◆ **Source material**

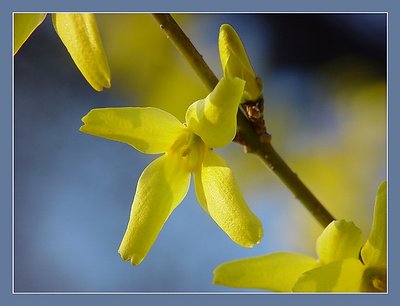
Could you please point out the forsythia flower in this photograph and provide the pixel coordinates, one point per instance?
(79, 34)
(235, 62)
(210, 123)
(341, 266)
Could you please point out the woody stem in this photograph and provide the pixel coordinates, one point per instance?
(263, 149)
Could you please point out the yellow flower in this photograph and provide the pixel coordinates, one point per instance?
(341, 266)
(187, 148)
(235, 62)
(79, 34)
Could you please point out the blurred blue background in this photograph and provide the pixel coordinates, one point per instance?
(324, 79)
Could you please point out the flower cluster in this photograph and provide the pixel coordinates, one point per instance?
(80, 36)
(187, 148)
(341, 266)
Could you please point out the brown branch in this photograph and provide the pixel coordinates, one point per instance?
(257, 142)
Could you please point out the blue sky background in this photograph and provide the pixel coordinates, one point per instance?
(73, 191)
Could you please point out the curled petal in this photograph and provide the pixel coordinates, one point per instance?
(235, 62)
(275, 271)
(225, 203)
(80, 35)
(339, 276)
(214, 118)
(161, 187)
(374, 251)
(339, 240)
(149, 130)
(24, 25)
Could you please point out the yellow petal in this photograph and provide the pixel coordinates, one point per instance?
(161, 187)
(374, 251)
(275, 271)
(235, 62)
(24, 25)
(80, 35)
(339, 240)
(198, 183)
(149, 130)
(214, 118)
(225, 203)
(339, 276)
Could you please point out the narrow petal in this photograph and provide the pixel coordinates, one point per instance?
(80, 35)
(339, 240)
(149, 130)
(198, 183)
(374, 251)
(24, 25)
(275, 271)
(235, 62)
(161, 187)
(214, 118)
(339, 276)
(225, 203)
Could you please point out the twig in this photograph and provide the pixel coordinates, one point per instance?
(256, 143)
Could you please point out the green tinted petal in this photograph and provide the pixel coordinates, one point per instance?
(81, 37)
(339, 276)
(24, 25)
(214, 118)
(161, 187)
(276, 271)
(235, 62)
(149, 130)
(339, 240)
(374, 251)
(225, 203)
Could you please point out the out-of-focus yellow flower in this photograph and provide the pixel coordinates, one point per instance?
(340, 268)
(210, 123)
(24, 25)
(80, 35)
(235, 62)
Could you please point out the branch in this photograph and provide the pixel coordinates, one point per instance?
(262, 147)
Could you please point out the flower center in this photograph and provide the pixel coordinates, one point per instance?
(190, 149)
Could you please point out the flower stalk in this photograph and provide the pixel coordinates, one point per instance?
(253, 141)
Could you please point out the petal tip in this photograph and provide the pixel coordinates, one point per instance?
(133, 258)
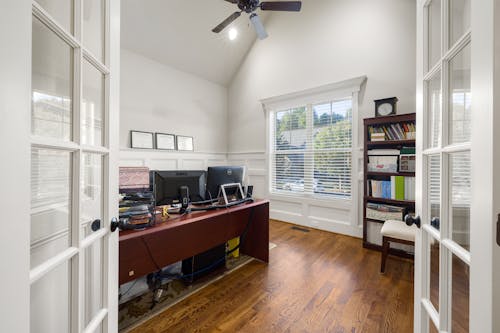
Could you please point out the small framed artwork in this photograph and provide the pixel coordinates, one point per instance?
(165, 141)
(385, 107)
(142, 140)
(185, 143)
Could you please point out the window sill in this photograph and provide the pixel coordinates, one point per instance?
(329, 202)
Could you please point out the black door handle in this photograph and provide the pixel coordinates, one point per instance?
(409, 220)
(114, 224)
(96, 225)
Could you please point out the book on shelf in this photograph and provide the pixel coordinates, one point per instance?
(383, 212)
(395, 131)
(397, 188)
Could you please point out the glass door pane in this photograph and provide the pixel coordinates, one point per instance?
(434, 190)
(52, 88)
(50, 203)
(459, 19)
(93, 27)
(434, 111)
(61, 11)
(434, 33)
(460, 296)
(93, 280)
(434, 273)
(460, 97)
(92, 105)
(91, 192)
(50, 299)
(460, 195)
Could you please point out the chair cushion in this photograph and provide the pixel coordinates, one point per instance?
(399, 230)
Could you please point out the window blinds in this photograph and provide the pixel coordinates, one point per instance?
(311, 149)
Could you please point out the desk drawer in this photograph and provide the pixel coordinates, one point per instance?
(134, 260)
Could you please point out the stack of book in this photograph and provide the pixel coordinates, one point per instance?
(383, 160)
(398, 188)
(382, 212)
(397, 131)
(137, 208)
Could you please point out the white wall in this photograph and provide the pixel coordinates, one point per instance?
(327, 42)
(159, 98)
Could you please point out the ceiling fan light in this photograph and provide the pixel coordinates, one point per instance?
(232, 34)
(258, 26)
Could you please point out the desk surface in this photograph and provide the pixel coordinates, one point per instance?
(188, 218)
(146, 251)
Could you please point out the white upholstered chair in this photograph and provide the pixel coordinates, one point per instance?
(395, 232)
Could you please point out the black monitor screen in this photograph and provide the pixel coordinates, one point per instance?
(221, 175)
(166, 185)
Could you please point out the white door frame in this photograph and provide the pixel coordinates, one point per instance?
(485, 76)
(15, 136)
(15, 106)
(485, 161)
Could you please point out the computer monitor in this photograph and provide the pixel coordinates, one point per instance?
(220, 175)
(166, 185)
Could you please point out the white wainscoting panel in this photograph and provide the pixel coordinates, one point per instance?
(171, 160)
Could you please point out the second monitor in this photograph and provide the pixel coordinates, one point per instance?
(220, 175)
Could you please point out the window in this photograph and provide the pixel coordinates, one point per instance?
(311, 149)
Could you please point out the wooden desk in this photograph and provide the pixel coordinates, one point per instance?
(147, 251)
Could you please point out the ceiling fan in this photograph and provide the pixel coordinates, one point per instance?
(250, 6)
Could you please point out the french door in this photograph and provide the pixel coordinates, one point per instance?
(455, 289)
(70, 128)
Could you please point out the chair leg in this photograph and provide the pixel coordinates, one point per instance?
(385, 252)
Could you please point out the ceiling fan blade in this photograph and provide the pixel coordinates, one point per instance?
(226, 22)
(288, 6)
(258, 26)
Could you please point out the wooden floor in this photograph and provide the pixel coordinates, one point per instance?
(315, 282)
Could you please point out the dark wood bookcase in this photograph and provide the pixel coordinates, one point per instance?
(369, 175)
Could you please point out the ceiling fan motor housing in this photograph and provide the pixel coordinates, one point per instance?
(248, 6)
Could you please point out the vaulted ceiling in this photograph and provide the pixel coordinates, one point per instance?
(178, 33)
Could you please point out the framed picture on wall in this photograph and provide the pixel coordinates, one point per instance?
(141, 140)
(185, 143)
(165, 141)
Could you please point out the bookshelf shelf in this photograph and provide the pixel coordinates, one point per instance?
(375, 221)
(371, 124)
(405, 174)
(390, 201)
(391, 143)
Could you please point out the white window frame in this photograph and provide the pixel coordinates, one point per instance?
(330, 92)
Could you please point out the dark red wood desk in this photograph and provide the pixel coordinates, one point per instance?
(147, 251)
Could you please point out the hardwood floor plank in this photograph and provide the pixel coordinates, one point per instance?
(316, 281)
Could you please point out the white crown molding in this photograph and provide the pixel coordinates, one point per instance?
(327, 92)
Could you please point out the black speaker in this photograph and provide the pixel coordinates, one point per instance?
(184, 191)
(201, 264)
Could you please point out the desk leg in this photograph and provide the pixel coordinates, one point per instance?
(257, 240)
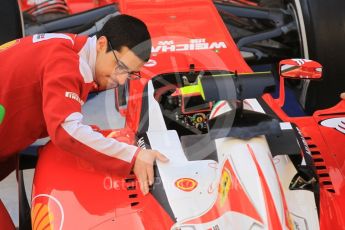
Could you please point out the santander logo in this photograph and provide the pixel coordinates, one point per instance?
(335, 123)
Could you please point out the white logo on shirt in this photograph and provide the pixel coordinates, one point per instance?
(74, 96)
(44, 37)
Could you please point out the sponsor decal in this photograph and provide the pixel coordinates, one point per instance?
(46, 213)
(74, 96)
(335, 123)
(35, 2)
(215, 227)
(224, 186)
(9, 45)
(186, 184)
(150, 63)
(194, 44)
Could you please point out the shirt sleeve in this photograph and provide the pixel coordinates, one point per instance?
(62, 87)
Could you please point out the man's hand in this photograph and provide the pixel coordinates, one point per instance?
(342, 96)
(143, 167)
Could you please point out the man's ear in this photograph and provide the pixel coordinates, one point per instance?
(102, 43)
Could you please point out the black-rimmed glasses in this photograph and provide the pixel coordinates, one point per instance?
(121, 68)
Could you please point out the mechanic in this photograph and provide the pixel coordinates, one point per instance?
(46, 78)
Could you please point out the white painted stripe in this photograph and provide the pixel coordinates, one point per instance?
(87, 59)
(85, 134)
(156, 120)
(85, 71)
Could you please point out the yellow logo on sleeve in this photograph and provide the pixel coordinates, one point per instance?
(8, 45)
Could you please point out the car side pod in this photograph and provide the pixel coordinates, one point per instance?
(236, 86)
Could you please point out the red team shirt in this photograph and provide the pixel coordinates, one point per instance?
(44, 81)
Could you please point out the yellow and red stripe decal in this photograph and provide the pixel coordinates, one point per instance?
(42, 218)
(186, 184)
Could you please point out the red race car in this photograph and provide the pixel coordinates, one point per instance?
(237, 160)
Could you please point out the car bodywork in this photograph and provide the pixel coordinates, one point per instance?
(221, 183)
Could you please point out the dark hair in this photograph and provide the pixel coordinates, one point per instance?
(124, 30)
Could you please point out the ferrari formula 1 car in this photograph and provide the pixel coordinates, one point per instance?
(237, 160)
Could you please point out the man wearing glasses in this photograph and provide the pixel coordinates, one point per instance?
(45, 80)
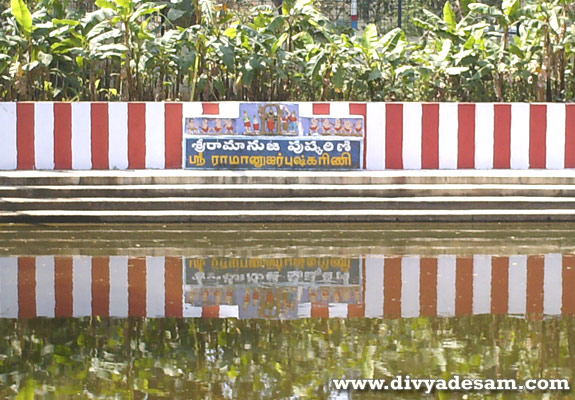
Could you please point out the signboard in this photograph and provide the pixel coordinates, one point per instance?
(273, 136)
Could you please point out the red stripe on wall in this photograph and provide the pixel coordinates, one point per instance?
(537, 133)
(62, 136)
(570, 136)
(361, 109)
(319, 310)
(502, 136)
(25, 141)
(210, 108)
(64, 285)
(394, 136)
(428, 287)
(464, 286)
(356, 310)
(173, 135)
(568, 283)
(535, 274)
(26, 287)
(174, 287)
(100, 135)
(392, 287)
(466, 136)
(499, 285)
(211, 312)
(137, 287)
(320, 108)
(430, 136)
(136, 135)
(101, 286)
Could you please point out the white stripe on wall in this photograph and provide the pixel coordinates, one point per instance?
(410, 286)
(520, 115)
(555, 136)
(552, 284)
(8, 136)
(446, 270)
(45, 284)
(118, 135)
(375, 128)
(517, 284)
(155, 287)
(481, 284)
(448, 135)
(82, 291)
(8, 287)
(484, 135)
(155, 136)
(373, 286)
(44, 135)
(339, 109)
(81, 136)
(412, 135)
(230, 109)
(119, 286)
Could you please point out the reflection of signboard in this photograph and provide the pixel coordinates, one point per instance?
(272, 287)
(316, 271)
(273, 136)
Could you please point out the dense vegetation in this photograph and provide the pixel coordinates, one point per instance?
(199, 50)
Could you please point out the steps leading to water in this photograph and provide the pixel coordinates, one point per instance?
(190, 196)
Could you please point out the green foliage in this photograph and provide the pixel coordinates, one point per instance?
(200, 50)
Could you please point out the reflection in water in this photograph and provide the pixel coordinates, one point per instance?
(286, 288)
(278, 327)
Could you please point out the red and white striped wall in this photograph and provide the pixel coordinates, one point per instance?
(416, 136)
(470, 136)
(394, 287)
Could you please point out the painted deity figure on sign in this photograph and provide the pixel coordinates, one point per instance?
(247, 122)
(256, 122)
(337, 127)
(326, 126)
(347, 127)
(229, 127)
(218, 128)
(314, 126)
(205, 127)
(191, 127)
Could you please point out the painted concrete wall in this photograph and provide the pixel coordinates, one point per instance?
(120, 135)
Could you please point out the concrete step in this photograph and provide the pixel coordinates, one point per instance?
(287, 203)
(307, 216)
(284, 190)
(187, 177)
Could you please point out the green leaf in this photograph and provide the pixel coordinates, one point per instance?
(449, 16)
(22, 15)
(278, 43)
(106, 4)
(511, 7)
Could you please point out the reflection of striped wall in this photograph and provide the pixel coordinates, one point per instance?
(399, 135)
(395, 287)
(453, 286)
(82, 286)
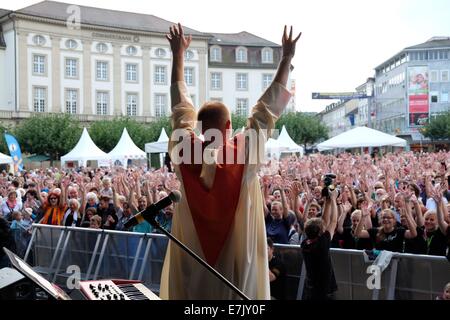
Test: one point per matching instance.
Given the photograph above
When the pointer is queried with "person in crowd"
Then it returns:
(277, 273)
(95, 222)
(320, 279)
(389, 236)
(217, 218)
(10, 205)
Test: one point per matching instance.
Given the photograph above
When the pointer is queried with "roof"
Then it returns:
(104, 17)
(436, 42)
(4, 12)
(242, 38)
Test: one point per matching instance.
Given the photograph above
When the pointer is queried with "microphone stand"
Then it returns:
(156, 224)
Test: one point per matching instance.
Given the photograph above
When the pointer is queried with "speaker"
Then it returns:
(14, 286)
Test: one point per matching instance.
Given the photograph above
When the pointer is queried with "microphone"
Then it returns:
(152, 210)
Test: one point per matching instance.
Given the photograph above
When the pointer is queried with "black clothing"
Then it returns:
(392, 241)
(320, 280)
(277, 286)
(416, 245)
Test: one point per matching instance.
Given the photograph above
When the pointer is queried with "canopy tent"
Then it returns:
(160, 146)
(5, 159)
(284, 144)
(361, 137)
(85, 150)
(125, 149)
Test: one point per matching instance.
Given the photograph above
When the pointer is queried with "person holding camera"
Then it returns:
(320, 279)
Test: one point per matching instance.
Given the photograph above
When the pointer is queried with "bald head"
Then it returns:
(214, 115)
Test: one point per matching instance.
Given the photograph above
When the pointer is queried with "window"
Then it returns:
(131, 72)
(241, 54)
(71, 101)
(71, 68)
(160, 105)
(216, 81)
(160, 53)
(71, 44)
(242, 107)
(267, 80)
(241, 81)
(434, 76)
(267, 55)
(131, 104)
(39, 65)
(102, 102)
(189, 76)
(102, 47)
(39, 40)
(102, 70)
(160, 74)
(434, 96)
(39, 99)
(189, 55)
(131, 50)
(444, 76)
(216, 54)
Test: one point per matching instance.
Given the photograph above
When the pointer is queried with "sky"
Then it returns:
(341, 44)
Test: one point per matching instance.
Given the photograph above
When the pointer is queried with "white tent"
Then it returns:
(126, 149)
(5, 159)
(361, 137)
(160, 146)
(85, 150)
(287, 144)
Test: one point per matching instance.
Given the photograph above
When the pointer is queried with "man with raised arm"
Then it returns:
(220, 216)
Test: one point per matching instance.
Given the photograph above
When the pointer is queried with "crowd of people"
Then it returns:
(397, 202)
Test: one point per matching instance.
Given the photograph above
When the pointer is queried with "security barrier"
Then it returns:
(106, 254)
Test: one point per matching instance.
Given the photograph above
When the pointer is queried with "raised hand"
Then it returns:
(178, 41)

◆ **Exercise description**
Extract every line of the records that contains the string "green", treating uppercase and lowercase letters as different.

◆ **Full solution**
Could you please point out the green tinted petal in this photograph and provide the pixel coordinates, one point per instance?
Could you please point out the green foliage in this photograph and provide the pixel coordinates, one point per instance?
Could you please point out the green leaf in this photograph and provide the pixel coordinates, one point per instance?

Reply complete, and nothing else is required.